PROBLEM 1: In the text about the Barelang Bridge, who proposed the concept design for the 6 bridges?
PROBLEM 2: Write out the section of the Barelang Bridge text from "Habibie had requested" to "the Riau Sultanate.".

The Barelang Bridge (Jawi:جمبتن باريلڠ ; ; ) is a chain of 6 bridges of various types that connect the islands of Batam, Rempang, and Galang, Riau Islands built in 1997. Barelang also refers to the islands themselves, which are all administratively part of the municipality of Batam. 
The smaller islands of Tonton, Nipah, and Setotok (considered parts of the Batam island group) connect Batam and Rempang, while a further small island - Galang Baru - is connected at the southern end of the chain. The entire Barelang region covers 715 km².

Some locals call the bridge Jembatan Habibie after Jusuf Habibie, who oversaw the project in construction, aiming to transform the Rempang and Galang islands into industrial sites (resembling present-day Batam). The concept design for the 6 bridges were proposed by Bruce Ramsay of VSL. 
Habibie had requested that the designs should be based on a variation of different structural bridge types, in order to introduce & develop new bridge design & building technologies for the Indonesian market. 

Over time the bridge sites have grown more into a tourist attraction rather than just a transportation route.

The full stretch of all 6 bridges total to 2 kilometers. Travelling from the first bridge to the last is about 50 km and takes about 50 minutes. Construction of the bridges started in 1992 and took names from fifteenth to eighteenth-century rulers of the Riau Sultanate.

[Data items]
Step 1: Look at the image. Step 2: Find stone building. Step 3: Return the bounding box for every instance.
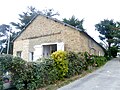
[13,15,104,61]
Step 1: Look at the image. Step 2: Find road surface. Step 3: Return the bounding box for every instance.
[58,58,120,90]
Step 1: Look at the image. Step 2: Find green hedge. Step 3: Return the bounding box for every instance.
[0,51,107,90]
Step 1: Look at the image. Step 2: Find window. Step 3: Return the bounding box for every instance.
[29,52,34,61]
[17,51,22,57]
[43,44,57,57]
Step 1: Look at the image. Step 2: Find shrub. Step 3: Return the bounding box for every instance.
[51,51,68,79]
[66,52,83,77]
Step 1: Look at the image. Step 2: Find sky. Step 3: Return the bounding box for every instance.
[0,0,120,42]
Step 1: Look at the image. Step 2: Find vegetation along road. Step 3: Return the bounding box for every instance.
[58,58,120,90]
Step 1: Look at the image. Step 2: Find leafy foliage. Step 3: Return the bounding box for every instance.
[63,16,85,31]
[95,19,120,57]
[0,51,107,90]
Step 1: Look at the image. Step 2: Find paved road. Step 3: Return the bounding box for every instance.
[58,58,120,90]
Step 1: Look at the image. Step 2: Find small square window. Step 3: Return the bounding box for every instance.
[17,51,22,57]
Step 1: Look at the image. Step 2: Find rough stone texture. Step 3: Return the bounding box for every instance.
[13,16,104,60]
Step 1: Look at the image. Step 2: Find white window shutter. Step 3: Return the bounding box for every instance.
[57,42,64,51]
[34,45,43,61]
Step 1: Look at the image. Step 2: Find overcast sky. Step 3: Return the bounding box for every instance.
[0,0,120,40]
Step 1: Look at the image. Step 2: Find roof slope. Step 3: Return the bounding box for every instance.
[12,14,105,50]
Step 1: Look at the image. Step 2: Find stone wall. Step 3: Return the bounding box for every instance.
[14,16,103,60]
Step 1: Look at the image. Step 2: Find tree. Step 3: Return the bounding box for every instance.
[95,19,118,56]
[0,24,12,53]
[11,6,59,30]
[63,15,85,31]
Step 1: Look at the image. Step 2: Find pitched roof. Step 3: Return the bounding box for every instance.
[12,14,105,50]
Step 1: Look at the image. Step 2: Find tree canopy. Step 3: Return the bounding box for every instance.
[63,15,85,31]
[95,19,120,55]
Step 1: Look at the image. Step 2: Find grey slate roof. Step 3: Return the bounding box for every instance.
[12,14,105,50]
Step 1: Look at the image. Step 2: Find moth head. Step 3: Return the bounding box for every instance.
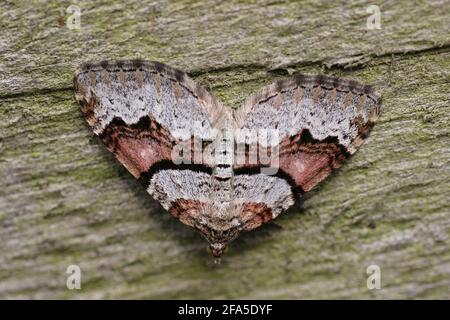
[209,242,227,258]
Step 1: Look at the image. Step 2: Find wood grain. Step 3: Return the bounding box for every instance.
[0,0,450,299]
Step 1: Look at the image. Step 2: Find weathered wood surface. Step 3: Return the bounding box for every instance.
[0,0,450,298]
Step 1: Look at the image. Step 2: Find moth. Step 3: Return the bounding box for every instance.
[74,60,381,257]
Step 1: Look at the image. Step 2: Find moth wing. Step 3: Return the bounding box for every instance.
[234,76,381,200]
[74,61,230,215]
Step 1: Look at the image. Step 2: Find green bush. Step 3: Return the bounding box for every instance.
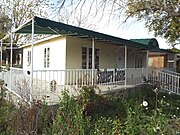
[0,87,180,135]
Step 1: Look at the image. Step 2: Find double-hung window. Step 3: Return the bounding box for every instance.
[44,47,50,68]
[82,47,99,69]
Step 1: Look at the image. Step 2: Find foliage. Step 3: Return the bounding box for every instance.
[126,0,180,43]
[0,86,180,135]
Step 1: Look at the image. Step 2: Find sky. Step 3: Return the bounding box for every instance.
[97,21,172,49]
[48,0,180,49]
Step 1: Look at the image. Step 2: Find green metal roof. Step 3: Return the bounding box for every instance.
[14,17,150,49]
[130,38,159,50]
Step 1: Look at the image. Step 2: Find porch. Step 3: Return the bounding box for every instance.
[0,67,146,103]
[0,68,180,103]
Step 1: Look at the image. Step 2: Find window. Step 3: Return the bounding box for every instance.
[27,51,31,66]
[82,47,99,69]
[44,47,50,68]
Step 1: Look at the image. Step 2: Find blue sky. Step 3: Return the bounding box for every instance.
[48,0,180,49]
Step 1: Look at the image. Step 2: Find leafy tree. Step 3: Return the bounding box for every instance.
[58,0,180,47]
[126,0,180,43]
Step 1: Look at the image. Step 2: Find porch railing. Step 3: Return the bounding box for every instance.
[0,68,180,103]
[149,69,180,95]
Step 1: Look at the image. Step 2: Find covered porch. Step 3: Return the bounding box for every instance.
[0,67,147,103]
[0,17,179,103]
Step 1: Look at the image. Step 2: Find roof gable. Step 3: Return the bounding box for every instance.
[15,17,152,49]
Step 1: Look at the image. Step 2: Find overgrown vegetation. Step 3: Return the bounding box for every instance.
[0,87,180,135]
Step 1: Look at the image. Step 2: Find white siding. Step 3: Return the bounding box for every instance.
[23,37,66,70]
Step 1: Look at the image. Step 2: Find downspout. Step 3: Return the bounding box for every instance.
[1,39,3,68]
[30,18,34,105]
[92,38,95,86]
[124,45,127,89]
[146,50,149,80]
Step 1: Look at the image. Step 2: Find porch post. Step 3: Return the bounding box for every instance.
[30,18,34,104]
[10,32,13,89]
[1,39,3,68]
[92,38,95,85]
[124,45,127,89]
[173,54,177,72]
[146,50,149,80]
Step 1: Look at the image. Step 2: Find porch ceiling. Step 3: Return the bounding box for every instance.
[14,17,150,49]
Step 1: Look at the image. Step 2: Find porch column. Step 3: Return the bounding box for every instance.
[30,18,34,104]
[1,39,3,67]
[10,32,13,90]
[173,54,177,72]
[92,38,95,85]
[146,50,149,80]
[124,45,127,89]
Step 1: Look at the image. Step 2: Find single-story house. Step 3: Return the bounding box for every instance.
[2,17,179,102]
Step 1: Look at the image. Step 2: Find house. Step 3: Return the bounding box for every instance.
[1,17,179,102]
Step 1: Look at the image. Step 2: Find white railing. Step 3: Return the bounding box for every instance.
[0,68,180,103]
[97,69,125,85]
[149,69,180,94]
[126,68,147,85]
[0,67,30,101]
[157,69,180,76]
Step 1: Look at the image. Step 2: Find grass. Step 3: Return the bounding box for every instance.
[0,87,180,135]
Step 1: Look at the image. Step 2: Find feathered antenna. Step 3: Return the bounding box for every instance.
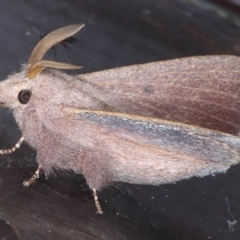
[28,23,84,79]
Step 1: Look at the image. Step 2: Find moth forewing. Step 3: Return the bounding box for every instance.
[66,109,240,186]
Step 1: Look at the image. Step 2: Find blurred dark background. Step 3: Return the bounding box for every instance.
[0,0,240,240]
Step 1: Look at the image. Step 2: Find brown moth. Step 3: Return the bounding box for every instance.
[0,24,240,213]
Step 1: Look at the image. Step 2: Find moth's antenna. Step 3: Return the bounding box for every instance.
[28,23,84,79]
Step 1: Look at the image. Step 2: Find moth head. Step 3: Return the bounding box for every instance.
[0,23,84,109]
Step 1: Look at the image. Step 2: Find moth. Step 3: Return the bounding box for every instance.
[0,24,240,213]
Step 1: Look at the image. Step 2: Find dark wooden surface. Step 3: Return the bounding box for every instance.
[0,0,240,240]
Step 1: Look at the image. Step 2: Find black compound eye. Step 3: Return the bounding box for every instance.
[18,90,32,104]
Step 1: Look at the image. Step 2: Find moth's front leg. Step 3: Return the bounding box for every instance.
[23,165,42,187]
[92,188,103,214]
[0,137,24,155]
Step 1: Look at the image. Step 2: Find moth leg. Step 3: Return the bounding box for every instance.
[0,137,24,155]
[23,165,42,187]
[92,188,103,214]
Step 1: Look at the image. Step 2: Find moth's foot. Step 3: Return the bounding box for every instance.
[23,165,42,187]
[0,137,24,155]
[93,188,103,215]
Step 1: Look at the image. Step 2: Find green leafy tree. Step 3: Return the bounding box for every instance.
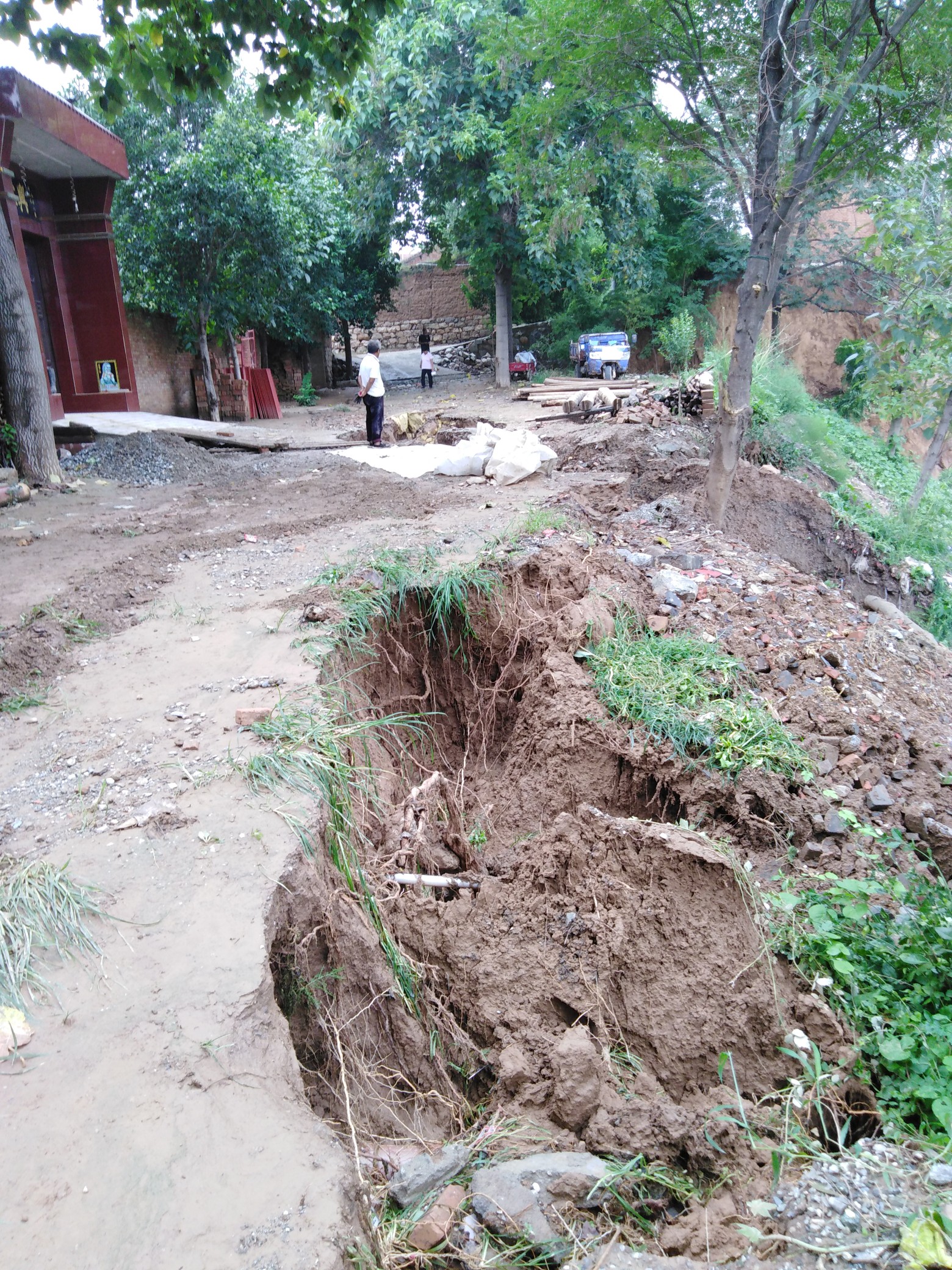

WRITTEN SOLUTION 1: Bruce Ramsay of VSL

WRITTEN SOLUTION 2:
Habibie had requested that the designs should be based on a variation of different structural bridge types, in order to introduce & develop new bridge design & building technologies for the Indonesian market. 

Over time the bridge sites have grown more into a tourist attraction rather than just a transportation route.

The full stretch of all 6 bridges total to 2 kilometers. Travelling from the first bridge to the last is about 50 km and takes about 50 minutes. Construction of the bridges started in 1992 and took names from fifteenth to eighteenth-century rulers of the Riau Sultanate.